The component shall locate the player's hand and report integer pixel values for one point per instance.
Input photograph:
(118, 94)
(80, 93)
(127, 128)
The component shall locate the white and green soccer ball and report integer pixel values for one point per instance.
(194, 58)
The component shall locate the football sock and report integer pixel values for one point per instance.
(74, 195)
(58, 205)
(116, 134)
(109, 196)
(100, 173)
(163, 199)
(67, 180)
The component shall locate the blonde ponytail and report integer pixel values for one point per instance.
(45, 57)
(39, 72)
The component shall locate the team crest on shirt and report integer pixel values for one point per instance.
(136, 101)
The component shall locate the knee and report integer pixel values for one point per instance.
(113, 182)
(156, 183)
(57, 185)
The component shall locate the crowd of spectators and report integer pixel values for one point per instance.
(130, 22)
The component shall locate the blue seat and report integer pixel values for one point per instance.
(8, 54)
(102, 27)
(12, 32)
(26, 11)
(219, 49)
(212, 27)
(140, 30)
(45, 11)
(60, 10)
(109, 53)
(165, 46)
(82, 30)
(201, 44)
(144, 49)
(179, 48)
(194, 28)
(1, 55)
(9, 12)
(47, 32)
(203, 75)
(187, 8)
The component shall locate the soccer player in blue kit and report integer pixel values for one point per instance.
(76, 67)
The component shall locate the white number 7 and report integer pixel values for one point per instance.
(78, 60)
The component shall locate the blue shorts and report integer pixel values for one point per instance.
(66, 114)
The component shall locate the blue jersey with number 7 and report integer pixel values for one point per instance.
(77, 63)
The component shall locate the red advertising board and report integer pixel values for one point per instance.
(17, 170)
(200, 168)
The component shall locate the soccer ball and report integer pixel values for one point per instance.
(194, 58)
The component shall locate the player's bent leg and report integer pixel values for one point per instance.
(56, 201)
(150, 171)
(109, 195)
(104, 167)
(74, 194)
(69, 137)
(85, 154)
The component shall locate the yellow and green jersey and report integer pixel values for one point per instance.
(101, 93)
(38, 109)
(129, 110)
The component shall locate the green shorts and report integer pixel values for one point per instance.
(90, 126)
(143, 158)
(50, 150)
-=-=-=-=-
◆ Prompt ◆
With both ends included, please retype exactly the lines from the line containing "The component shall locate the blue jersey" to the final line of the data.

◆ Task output ◆
The component shall locate the blue jersey with number 7 and report integer pixel values for one point per instance.
(77, 63)
The component shall locate the red advertising board and report integer pixel values for one point per instance.
(17, 170)
(200, 168)
The component shall locate the soccer ball and report integer pixel values for one point per instance.
(194, 58)
The component shall locate the player's bent leg and report integer pixel values for one point per instance.
(56, 201)
(150, 171)
(109, 195)
(104, 167)
(74, 194)
(69, 137)
(85, 154)
The component shall locate the yellow and green jersey and report integer pixel values for one point per instance.
(101, 93)
(38, 109)
(129, 110)
The component shall locate the green shorts and report integer pixel values for one point per instance.
(90, 126)
(143, 158)
(50, 150)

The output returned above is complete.